**PROBLEM DESCRIPTION**: Write a continuation of the piece on Zimbabwe below, picking up right after its final sentence.

The International Monetary Fund suspended talks last year. It is unclear, at this late point, whether the EU-Africa summit will be held this December, because of hesitation over whether to invite President Mugabe to attend. (UK Prime Minister Gordon Brown has already warned he would not attend if Mr Mugabe turns up.)
Another way to suggest the horror of what is happening is to contrast it with the promise that Zimbabwe once held. Some readers might even remember a Malta connection.
Until 1980, the country now called Zimbabwe was called Rhodesia, after the British adventurer, Cecil Rhodes, who dreamt of a railway from Cape to Cairo, and who made his fortune out of the mineral treasures of Africa. He never got to see the spectacular Victoria Falls, so called by the legendary Dr Livingston after his queen. They are indeed beyond description. One of nature's marvels which I will never forget.
Rhodesia hit the headlines on November 11, 1965 when the then Prime Minister Ian Smith made a unilateral Declaration of Independence. Although I was only 12 years old at the time, I distinctly remember the moment as it made dramatic headlines.
I also recall that Mr Smith made an offer for Maltese migrants, which was turned down by the Borg Olivier government. Sanctions were imposed on Rhodesia, the border with Zambia was closed, and for the next 15 years Rhodesia struggled on.
I also remember when the Verdala Hotel, in Rabat, was the venue for a brokered peace agreement between the various black militias and Mr Smith's government. David Owen was at the time the UK Foreign Secretary and was still within the ranks of the Labour Party (he later broke away to co-found the Social Democrat Party). In April 1980, Zimbabwe emerged as a nation, amid hopes that it would be a prototype for a new, democratic, confident Africa.
The most popular member of the black freedom fighters was a certain Robert Mugabe, who emerged as the first President... and has clung on to power ever since.

Segmentation labeling lines:
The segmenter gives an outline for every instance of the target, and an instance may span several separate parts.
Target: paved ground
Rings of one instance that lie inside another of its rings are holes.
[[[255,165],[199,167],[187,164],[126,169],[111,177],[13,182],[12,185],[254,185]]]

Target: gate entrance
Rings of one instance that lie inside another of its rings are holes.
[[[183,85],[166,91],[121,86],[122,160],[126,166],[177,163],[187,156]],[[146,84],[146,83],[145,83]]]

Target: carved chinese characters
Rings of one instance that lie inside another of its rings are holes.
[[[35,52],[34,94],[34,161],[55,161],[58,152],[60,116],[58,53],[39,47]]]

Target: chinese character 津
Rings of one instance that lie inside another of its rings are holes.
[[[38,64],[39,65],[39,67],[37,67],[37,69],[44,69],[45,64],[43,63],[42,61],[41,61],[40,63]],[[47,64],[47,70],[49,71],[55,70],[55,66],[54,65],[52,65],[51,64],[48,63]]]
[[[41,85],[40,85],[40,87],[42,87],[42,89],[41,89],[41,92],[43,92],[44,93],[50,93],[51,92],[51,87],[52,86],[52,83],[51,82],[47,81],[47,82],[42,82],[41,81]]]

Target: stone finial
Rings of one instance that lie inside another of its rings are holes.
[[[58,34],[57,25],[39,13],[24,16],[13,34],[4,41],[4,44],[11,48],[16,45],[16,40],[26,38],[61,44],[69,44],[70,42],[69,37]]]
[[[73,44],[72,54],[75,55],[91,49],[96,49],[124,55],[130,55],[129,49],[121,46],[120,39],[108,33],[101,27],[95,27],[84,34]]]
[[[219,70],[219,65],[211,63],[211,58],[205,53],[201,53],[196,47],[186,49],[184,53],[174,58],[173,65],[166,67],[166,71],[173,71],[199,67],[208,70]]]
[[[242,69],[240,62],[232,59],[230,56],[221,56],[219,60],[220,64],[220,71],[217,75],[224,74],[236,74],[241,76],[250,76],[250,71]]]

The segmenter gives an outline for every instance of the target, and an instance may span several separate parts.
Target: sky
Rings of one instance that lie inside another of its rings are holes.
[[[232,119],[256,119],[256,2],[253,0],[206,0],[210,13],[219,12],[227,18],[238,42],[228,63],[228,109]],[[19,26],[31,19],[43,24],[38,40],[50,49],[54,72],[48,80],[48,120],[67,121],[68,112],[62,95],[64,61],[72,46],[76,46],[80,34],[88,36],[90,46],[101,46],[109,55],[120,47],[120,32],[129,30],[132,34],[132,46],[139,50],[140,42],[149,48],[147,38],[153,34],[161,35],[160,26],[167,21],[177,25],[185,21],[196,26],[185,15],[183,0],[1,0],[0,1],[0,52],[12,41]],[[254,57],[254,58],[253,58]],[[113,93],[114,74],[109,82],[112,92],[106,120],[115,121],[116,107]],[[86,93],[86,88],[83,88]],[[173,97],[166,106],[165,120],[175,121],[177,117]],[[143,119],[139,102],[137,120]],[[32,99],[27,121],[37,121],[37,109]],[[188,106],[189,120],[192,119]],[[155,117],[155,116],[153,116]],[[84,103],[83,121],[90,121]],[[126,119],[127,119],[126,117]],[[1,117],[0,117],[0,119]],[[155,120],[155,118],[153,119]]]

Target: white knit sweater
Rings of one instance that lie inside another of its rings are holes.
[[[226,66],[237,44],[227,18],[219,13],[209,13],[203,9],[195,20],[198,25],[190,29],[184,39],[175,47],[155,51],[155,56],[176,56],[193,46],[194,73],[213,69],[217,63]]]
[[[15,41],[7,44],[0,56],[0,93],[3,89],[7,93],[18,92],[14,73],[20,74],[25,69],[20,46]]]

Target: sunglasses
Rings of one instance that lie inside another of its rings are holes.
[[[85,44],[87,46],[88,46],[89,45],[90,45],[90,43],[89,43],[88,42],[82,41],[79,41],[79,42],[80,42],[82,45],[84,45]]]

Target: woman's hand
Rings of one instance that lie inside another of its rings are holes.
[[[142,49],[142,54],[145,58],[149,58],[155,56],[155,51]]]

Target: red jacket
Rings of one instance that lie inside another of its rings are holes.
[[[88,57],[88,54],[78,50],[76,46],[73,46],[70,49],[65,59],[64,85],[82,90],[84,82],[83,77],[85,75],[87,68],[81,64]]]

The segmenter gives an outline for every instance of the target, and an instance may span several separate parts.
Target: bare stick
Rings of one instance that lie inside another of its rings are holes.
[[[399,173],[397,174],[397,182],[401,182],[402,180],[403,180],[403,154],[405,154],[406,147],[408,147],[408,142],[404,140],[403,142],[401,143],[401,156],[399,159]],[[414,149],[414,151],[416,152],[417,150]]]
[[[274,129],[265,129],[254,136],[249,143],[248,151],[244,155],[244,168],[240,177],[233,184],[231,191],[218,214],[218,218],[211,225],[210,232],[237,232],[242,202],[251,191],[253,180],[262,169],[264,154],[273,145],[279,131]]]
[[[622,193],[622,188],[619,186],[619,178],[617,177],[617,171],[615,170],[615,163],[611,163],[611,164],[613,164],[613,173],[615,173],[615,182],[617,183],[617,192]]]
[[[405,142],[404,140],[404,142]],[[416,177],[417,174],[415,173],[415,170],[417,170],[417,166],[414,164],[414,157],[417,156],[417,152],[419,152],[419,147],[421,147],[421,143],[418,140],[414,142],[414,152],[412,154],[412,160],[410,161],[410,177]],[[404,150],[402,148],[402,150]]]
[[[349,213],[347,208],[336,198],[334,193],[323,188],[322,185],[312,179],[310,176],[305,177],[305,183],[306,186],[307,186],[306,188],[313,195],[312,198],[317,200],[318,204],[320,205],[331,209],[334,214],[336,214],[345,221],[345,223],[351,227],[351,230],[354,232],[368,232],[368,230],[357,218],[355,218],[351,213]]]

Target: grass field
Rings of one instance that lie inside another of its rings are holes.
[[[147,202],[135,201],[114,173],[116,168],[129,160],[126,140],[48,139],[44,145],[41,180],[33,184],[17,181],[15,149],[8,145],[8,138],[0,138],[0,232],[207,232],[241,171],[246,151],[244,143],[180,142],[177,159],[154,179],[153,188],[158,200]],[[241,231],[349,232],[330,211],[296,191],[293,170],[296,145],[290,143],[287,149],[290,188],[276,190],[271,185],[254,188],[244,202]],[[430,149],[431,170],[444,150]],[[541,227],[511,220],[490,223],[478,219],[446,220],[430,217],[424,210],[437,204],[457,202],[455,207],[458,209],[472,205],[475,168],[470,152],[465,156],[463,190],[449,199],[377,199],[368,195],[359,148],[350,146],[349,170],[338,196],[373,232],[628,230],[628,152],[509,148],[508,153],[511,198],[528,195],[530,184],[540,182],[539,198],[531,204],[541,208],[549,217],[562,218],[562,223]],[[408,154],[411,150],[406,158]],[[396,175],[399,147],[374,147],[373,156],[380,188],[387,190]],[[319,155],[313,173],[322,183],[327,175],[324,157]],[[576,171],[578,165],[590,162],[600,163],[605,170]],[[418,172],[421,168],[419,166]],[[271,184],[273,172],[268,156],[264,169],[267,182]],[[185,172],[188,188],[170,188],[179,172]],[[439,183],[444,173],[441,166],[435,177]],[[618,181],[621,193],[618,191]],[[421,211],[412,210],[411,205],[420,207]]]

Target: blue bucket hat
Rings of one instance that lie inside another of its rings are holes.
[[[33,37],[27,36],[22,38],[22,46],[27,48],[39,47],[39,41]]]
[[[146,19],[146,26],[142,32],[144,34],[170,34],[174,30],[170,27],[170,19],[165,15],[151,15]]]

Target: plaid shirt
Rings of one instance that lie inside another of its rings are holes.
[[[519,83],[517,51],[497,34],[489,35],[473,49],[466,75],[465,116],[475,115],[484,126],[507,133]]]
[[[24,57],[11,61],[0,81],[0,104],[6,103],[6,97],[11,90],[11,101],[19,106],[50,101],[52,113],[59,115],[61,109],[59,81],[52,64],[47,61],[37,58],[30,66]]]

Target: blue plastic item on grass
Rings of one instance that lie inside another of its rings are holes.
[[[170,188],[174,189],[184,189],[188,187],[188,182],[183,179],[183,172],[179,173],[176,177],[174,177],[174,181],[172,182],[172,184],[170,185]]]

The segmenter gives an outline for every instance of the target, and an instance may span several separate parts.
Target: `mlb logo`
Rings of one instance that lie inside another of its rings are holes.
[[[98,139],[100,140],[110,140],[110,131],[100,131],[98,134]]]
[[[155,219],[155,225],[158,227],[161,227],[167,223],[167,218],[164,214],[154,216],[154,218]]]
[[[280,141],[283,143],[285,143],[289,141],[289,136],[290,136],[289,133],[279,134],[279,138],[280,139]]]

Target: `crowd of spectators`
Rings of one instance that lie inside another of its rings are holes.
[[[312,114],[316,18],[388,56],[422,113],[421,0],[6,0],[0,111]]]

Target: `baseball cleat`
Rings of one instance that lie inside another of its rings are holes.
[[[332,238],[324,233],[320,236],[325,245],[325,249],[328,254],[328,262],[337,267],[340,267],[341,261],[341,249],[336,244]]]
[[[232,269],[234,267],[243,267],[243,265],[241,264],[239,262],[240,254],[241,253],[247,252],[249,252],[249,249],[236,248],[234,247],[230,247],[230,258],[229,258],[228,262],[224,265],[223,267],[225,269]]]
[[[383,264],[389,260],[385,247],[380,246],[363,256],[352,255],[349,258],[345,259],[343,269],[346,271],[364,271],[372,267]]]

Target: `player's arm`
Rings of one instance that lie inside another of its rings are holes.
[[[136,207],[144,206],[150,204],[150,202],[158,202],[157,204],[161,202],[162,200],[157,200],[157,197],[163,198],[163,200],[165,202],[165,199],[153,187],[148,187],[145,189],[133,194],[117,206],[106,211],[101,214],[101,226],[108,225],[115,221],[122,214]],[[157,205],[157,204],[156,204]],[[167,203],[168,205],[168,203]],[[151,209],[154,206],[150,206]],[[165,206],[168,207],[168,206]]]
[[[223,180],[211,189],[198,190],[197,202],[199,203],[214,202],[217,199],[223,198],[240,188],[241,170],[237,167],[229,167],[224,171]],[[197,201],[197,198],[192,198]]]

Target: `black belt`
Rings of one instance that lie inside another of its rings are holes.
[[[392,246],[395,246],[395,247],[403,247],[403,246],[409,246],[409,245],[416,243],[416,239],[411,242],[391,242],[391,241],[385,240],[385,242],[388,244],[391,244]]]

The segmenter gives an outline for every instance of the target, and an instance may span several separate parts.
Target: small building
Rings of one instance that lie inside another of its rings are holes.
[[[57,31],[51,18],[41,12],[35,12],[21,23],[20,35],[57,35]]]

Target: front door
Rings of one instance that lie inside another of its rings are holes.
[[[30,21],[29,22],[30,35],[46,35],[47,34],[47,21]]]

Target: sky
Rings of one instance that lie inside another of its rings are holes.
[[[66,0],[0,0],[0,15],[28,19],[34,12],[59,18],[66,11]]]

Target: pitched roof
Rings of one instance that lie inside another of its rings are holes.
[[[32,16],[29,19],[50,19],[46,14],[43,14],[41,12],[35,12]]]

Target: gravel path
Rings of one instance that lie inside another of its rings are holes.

**THE ANSWER**:
White racists like to argue that the wreckage of a beautiful, potential rich country like Zimbabwe was inevitable once the black majority took control over the country. This view, of course, does not merit any serious attention.
It is unjust not only towards Zimbabweans as a people. It wipes away over a century of exploitative, oppressive colonial rule. It also lets bad politicians like Mr Mugabe off the hook by suggesting he could not have done otherwise, given his background.
Demanding that some kind of constructive action is taken against Mr Mugabe's regime is not, as he portrays it, the flexing of "white power" against black Africans. It is the flexing of humanitarian muscle against blatant, despicable tyranny.
Nonetheless, a way still has to be found of saying and standing up for this position, without seeming to be lecturing to other African leaders to do something about Mr Mugabe. Otherwise, as the outgoing Secretary-General of the Commonwealth, Don McKinnon, recently warned European leaders, the governments of countries that neighbour Zimbabwe would appear in their own media as "bowing and scraping to western leaders".
Dr Attard Montalto is a Labour member of the European Parliament.